• _EXERCISE BRIEF_: Copy the following entries unchanged, beginning at the line that contains "Query: man's right hand" and stopping after the line that contains "95], [252, 99]]".

• _TASK INPUTS_:
········
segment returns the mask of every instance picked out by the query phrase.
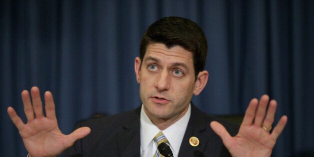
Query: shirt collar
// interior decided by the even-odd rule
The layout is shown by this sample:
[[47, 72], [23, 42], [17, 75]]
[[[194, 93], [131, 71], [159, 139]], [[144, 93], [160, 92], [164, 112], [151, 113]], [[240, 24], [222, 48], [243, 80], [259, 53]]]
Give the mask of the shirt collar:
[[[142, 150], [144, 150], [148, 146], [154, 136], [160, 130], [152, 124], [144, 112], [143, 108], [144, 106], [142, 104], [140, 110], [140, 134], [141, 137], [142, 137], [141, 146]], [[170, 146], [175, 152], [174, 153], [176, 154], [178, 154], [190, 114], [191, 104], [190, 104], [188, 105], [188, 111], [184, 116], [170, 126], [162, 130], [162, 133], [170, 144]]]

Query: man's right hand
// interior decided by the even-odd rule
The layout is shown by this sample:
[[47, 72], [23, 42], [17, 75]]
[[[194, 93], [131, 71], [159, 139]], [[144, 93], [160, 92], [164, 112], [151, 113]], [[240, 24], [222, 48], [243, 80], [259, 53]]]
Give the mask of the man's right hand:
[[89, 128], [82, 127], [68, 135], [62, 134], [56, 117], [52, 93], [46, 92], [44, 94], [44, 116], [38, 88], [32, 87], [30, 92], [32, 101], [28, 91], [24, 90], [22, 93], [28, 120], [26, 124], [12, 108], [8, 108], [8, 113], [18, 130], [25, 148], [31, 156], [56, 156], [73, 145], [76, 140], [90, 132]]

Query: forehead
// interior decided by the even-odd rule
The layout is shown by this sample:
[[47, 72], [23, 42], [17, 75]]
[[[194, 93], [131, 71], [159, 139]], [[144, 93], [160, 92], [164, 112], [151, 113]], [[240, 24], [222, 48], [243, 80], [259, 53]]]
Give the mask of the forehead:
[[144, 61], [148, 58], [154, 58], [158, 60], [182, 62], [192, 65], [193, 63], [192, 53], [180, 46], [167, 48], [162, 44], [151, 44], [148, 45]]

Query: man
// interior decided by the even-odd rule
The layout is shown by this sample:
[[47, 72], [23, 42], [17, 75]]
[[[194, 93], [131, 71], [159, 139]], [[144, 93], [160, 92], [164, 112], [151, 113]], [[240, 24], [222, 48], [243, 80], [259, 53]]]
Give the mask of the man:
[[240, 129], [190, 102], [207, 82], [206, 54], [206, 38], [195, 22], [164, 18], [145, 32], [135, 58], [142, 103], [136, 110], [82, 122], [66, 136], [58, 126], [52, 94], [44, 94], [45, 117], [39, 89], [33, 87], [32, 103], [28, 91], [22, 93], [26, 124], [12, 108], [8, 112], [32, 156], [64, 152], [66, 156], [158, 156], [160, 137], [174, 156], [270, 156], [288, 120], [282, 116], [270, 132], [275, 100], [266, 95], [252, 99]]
········
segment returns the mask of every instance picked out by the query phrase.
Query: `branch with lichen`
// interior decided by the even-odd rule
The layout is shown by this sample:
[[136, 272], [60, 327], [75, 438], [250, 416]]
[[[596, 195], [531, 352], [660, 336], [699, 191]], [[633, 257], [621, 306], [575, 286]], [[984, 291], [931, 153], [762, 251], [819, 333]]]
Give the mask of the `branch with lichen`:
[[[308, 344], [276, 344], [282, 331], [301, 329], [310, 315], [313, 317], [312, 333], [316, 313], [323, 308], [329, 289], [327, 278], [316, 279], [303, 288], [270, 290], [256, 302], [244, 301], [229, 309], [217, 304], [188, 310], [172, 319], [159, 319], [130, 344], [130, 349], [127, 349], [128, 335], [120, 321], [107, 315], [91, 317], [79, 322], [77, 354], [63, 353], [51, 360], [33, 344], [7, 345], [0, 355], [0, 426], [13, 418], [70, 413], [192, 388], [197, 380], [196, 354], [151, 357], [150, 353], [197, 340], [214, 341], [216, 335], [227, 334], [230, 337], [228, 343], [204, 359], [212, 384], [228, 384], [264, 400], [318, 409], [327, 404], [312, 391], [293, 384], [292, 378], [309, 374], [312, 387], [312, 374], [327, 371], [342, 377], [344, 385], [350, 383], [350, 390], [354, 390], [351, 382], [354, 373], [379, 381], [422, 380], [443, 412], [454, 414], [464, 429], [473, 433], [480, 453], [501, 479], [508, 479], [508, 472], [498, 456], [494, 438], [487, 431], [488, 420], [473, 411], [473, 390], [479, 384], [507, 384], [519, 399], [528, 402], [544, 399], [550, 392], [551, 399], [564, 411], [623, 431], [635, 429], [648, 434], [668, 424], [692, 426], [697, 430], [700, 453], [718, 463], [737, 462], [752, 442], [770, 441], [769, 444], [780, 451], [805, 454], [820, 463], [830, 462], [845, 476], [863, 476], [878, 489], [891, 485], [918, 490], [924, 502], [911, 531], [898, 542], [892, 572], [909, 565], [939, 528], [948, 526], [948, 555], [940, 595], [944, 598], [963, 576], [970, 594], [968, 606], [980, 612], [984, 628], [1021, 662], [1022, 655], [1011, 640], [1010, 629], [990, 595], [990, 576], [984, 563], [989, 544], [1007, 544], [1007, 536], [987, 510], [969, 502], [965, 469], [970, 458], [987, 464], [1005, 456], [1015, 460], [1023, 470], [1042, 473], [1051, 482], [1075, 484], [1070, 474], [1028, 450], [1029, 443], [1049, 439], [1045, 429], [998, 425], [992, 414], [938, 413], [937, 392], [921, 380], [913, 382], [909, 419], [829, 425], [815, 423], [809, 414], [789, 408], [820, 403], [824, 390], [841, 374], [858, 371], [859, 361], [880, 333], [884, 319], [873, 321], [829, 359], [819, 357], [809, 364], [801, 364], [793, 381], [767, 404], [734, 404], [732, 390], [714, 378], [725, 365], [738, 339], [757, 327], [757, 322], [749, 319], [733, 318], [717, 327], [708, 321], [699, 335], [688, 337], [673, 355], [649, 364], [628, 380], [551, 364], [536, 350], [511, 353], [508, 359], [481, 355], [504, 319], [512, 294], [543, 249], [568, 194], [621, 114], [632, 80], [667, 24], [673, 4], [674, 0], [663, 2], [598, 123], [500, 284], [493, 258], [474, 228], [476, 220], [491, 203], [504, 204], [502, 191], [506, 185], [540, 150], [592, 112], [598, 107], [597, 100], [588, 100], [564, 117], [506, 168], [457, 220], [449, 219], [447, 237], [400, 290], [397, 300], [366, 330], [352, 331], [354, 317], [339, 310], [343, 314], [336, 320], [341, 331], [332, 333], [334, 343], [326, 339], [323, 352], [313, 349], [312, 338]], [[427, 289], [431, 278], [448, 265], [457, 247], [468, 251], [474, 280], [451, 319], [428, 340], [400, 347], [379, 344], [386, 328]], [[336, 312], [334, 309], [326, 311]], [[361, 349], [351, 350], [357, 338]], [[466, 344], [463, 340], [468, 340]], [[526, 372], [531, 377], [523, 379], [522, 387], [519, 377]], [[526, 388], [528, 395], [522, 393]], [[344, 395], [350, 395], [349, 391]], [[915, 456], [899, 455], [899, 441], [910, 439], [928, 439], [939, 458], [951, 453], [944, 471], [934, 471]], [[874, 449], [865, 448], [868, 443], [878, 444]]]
········
• _EXERCISE OUTPUT_:
Query: man's right hand
// interior decided by the even-odd rule
The layout is shown by this sample:
[[47, 72], [23, 42], [17, 75]]
[[[194, 93], [131, 71], [159, 139]], [[144, 93], [160, 92], [164, 112], [151, 113]], [[240, 24], [222, 48], [243, 80], [259, 53]]]
Give the mask of the man's right hand:
[[89, 128], [82, 127], [68, 135], [62, 134], [56, 117], [52, 93], [46, 92], [44, 94], [44, 116], [38, 88], [32, 87], [30, 92], [32, 101], [28, 91], [24, 90], [22, 93], [28, 120], [26, 124], [12, 108], [8, 108], [8, 113], [18, 130], [25, 148], [31, 156], [56, 156], [73, 145], [76, 140], [90, 132]]

Query: forehead
// interior decided by the even-odd rule
The layout is shown by this sample:
[[47, 72], [23, 42], [17, 75]]
[[[194, 93], [131, 71], [159, 139]], [[144, 93], [160, 92], [164, 112], [151, 113]], [[240, 24], [222, 48], [243, 80], [259, 53]]]
Give the mask of the forehead:
[[144, 61], [148, 58], [154, 58], [158, 60], [182, 62], [192, 65], [193, 63], [192, 53], [180, 46], [167, 48], [162, 44], [151, 44], [148, 45]]

Query: man
// interior decided by the even-odd rule
The layout is shown by this sample:
[[47, 72], [23, 42], [17, 75]]
[[[194, 93], [131, 71], [159, 139]], [[144, 93], [160, 92], [164, 112], [151, 113]], [[240, 24], [222, 48], [243, 80], [259, 53]]]
Give the mask of the man:
[[240, 129], [190, 102], [207, 82], [206, 54], [206, 38], [195, 22], [164, 18], [145, 32], [135, 58], [142, 103], [136, 110], [82, 122], [66, 136], [58, 126], [52, 94], [44, 94], [45, 117], [39, 89], [33, 87], [32, 103], [28, 91], [22, 93], [26, 124], [12, 108], [8, 112], [32, 156], [64, 152], [66, 156], [158, 156], [160, 137], [174, 156], [270, 156], [288, 120], [282, 116], [270, 132], [275, 100], [266, 95], [252, 99]]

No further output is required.